### YOUR OBJECTIVE
Search the listing for the string "black". Copy every line that has it.

### MATERIAL SUPPLIED
_____

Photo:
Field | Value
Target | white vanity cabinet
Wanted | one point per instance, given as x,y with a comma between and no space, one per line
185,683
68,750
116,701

_____

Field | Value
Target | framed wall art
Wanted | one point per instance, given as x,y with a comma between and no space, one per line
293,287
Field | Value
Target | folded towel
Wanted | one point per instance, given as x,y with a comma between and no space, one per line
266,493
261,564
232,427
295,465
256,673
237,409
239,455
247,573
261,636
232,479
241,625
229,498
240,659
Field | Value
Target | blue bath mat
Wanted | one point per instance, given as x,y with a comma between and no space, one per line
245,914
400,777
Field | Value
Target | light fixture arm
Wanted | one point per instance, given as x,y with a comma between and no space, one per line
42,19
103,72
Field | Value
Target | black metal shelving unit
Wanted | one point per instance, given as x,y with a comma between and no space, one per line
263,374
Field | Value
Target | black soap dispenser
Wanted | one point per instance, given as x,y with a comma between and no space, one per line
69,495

_____

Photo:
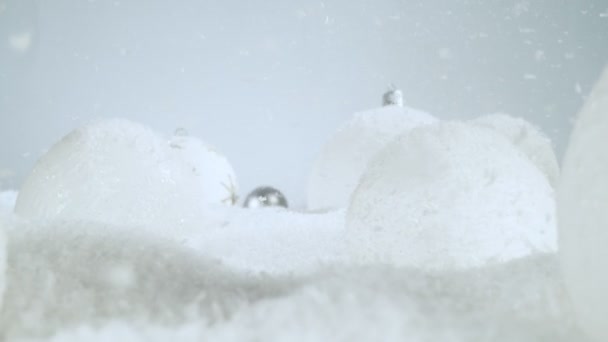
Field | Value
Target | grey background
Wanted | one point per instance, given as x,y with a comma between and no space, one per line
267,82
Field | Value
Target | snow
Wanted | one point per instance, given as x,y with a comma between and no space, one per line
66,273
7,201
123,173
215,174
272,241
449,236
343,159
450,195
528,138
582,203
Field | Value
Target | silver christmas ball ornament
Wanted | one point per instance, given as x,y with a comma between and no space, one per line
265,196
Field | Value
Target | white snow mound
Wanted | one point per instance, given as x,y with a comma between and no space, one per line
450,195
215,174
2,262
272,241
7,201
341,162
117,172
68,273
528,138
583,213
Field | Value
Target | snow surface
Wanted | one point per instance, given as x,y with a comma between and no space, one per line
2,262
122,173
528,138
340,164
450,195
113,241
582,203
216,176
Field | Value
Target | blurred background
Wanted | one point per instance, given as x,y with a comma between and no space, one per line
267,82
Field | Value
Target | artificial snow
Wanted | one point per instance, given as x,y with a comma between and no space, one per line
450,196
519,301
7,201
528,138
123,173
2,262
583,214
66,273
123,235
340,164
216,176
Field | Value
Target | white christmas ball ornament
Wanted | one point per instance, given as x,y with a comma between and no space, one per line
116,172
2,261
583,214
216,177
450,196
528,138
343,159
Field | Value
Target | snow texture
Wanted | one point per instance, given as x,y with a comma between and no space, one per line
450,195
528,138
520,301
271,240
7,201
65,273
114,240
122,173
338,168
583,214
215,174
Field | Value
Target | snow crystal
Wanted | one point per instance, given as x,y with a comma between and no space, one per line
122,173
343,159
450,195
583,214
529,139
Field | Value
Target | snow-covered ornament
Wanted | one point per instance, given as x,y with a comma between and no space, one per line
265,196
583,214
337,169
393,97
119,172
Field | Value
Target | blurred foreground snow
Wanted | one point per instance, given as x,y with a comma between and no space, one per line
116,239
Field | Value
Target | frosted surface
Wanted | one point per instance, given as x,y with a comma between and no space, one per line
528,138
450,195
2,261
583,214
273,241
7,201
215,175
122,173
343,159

_____

### WRITTEN SOLUTION
Target | black metal shelving unit
Target | black soap dispenser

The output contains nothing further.